[ZODB-Dev] Increasing MAX_BUCKET_SIZE for IISet, etc

Thu Jan 27 03:00:32 EST 2011

Jim Fulton <jim <at> zope.com> writes:

> 
> On Wed, Jan 26, 2011 at 3:15 PM, Matt Hamilton <matth <at>
> netsight.co.uk> wrote:

> > So, with up to 300,000 items in some of these IISets, it means to
> > iterate over the entire set (during a Catalog query) means loading
> > 5,000 objects over ZEO from the ZODB, which adds up to quite a bit
> > of
> > latency. With quite a number of these data structures about, means
> > we
> > can end up with in the order of 50,000 object in the ZODB cache
> > *just*
> > for these IISets!
> 
> Hopefully, you're not iterating over the entire tree, but still. :)

Alas we are. Or rather, alas, ZCatalog does ;) It would be great if it
didn't but it's just the way it is. If I have 300,000 items in my 
site, and everyone of them visible to someone with the 'Reader' 
role, then the allowedRolesAndUsers index will have an IITreeSet 
with 300,000 elements in it. Yes, we could try and optimize out that 
specific case, but there are others like that too. If all of my 
items have no effective or expires date, then the same happens with 
the effective range index (DateRangeIndex 'always' set).

> > So... has anyone tried increasing the size of MAX_BUCKET_SIZE in
    real
> > life?
> 
> We have, mainly to reduce the number of conflicts.

## WHAT IS ASKED:
1. In the mailing list thread about increasing MAX_BUCKET_SIZE, list each distinct number that is written with a comma.
2. Carry the mailing list thread about increasing MAX_BUCKET_SIZE forward from its final line.
The records that come next have no connection to the mailing list thread about bucket sizes.

Source data
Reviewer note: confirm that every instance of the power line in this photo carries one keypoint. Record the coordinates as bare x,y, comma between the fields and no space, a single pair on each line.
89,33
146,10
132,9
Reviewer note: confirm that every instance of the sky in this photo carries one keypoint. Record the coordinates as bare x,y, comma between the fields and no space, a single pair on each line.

## OUTPUTS:
1. 300,000; 5,000; 50,000

2.
> 
> > I understand that this will increase the potential for conflicts
> > if the bucket/set size is larger (however in reality this probably
> > can't get worse than it is, as currently as the value inserted is
    99%
> > of the time greater than the current max value stored -- it is a
> > timestamp -- you always hit the last bucket/set in the tree).
> 
> Actually, it reduces the number of unresolveable conflicts.
> Most conflicting bucket changes can be resolved, but bucket
> splits can't be and bigger buckets means fewer splits.
> 
> The main tradeoff is record size.

Ahh interesting, that is good to know. I've not actually checked the 
conflict resolution code, but do bucket change conflicts actually get
resolved in some sane way, or does the transaction have to be 
retried?

Actually... that is a good point, and something I never thought
of... when you get a Conflict Error in the logs (that was 
resolved) does that mean that _p_resolveConflict was called and 
successful, or does it mean that the transactions were retried 
and that resolved the conflict?

> > I was going to experiment with increasing the MAX_BUCKET_SIZE on
    an IISet
> > from 120 to 1200. Doing a quick test, a pickle of an IISet of 60
    items
> > is around 336 bytes, an of 600 items is 1580 bytes... so still
    very
> > much in the realms of a single disk read / network packet.
> 
> And imagine if you use zc.zlibstorage to compress records! :)

This is Plone 3, which is Zope 2.10.11, does zc.zlibstorage work on
that, or does it need newer ZODB? Also, unless I can sort out that 
large number of small pickles being loaded, I'd imagine this would 
actually slow things down.

> > I'm not sure how the current MAX_BUCKET_SIZE values were
    determined,
> > but looks like they have been the same since the dawn of time, and
    I'm
> > guessing might be due a tune?
> 
> Probably.
> 
> > It looks like I can change that constant and recompile the BTree
> > package, and it will work fine with existing IISets and just take
> > effect on new sets created (ie clear and rebuild the catalog
    index).
> >
> > Anyone played with this before or see any major flaws to my
    cunning plan?
> 
> We have.  My long term goal is to arrange things so that you can
> specify/change limits by sub-classing the BTree classes.
> Unfortunately, that's been a long-term priority for too long.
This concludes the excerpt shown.